• _Instruction_
Below are the entries; output exactly the lines from the one containing "tag: overcast grey sky" through the final line, inclusive.

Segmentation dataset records
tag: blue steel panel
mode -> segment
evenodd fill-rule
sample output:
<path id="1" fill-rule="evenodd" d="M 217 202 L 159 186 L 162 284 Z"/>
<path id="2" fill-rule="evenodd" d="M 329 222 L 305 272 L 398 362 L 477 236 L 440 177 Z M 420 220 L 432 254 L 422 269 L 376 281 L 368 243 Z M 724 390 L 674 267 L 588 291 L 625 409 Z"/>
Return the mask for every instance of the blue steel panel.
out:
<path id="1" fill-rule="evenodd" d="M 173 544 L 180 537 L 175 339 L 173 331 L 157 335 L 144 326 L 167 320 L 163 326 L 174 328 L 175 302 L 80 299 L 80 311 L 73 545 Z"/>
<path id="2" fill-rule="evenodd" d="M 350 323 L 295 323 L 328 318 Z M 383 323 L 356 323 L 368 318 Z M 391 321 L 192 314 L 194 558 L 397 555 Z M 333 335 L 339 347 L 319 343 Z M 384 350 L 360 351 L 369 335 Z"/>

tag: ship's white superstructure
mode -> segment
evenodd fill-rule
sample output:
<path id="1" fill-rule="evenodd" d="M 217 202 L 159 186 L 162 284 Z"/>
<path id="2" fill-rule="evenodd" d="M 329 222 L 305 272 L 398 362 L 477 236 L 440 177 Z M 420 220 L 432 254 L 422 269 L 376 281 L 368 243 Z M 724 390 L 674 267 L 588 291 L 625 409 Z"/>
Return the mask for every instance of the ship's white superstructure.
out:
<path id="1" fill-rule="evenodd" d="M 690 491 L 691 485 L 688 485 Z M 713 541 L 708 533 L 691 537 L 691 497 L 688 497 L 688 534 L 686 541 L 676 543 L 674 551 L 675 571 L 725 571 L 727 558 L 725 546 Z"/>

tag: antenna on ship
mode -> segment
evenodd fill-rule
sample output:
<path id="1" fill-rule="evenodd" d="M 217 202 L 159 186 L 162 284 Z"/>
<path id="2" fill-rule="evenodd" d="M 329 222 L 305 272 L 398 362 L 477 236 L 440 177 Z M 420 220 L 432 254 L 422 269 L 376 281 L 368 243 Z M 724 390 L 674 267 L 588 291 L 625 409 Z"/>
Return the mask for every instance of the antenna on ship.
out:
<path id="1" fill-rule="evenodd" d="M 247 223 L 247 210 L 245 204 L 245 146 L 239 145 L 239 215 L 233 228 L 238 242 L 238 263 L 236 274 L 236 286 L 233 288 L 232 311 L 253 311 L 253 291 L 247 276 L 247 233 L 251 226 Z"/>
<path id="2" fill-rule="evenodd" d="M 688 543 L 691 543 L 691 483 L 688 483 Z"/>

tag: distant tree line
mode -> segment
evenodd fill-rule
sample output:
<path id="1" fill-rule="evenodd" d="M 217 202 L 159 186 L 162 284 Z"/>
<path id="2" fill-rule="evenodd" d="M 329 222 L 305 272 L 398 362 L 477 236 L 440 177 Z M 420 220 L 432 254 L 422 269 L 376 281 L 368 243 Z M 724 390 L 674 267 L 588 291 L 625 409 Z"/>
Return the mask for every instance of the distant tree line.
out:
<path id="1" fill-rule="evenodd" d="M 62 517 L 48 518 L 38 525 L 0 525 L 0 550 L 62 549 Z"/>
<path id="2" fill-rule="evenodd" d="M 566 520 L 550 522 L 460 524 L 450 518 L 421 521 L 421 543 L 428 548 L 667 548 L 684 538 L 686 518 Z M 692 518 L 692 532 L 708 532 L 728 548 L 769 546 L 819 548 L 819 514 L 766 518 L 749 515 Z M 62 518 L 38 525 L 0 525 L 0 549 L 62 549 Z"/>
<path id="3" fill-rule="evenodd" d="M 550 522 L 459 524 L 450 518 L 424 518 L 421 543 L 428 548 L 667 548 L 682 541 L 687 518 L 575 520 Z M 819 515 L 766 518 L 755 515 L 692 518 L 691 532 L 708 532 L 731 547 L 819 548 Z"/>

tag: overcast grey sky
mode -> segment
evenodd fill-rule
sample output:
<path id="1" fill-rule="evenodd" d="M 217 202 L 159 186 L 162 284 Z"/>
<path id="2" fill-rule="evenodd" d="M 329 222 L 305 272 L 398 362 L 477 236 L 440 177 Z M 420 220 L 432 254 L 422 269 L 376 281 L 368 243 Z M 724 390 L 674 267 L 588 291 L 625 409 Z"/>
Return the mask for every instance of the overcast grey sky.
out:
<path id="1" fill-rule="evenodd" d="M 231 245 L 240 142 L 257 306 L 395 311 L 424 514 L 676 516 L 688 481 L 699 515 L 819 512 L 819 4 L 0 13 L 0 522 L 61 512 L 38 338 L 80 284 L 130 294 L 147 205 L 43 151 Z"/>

• _Answer to the exercise_
tag: overcast grey sky
mode -> segment
evenodd fill-rule
sample output:
<path id="1" fill-rule="evenodd" d="M 217 202 L 159 186 L 162 284 Z"/>
<path id="2" fill-rule="evenodd" d="M 329 222 L 305 272 L 398 362 L 477 236 L 440 177 Z M 420 220 L 432 254 L 422 269 L 376 281 L 368 243 Z M 724 390 L 674 267 L 588 291 L 625 409 Z"/>
Return the mask for every instance of the overcast grey sky.
out:
<path id="1" fill-rule="evenodd" d="M 231 245 L 240 142 L 257 306 L 395 311 L 424 514 L 676 516 L 688 481 L 699 515 L 819 512 L 819 4 L 0 13 L 0 522 L 61 512 L 38 338 L 80 284 L 130 294 L 147 205 L 43 151 Z"/>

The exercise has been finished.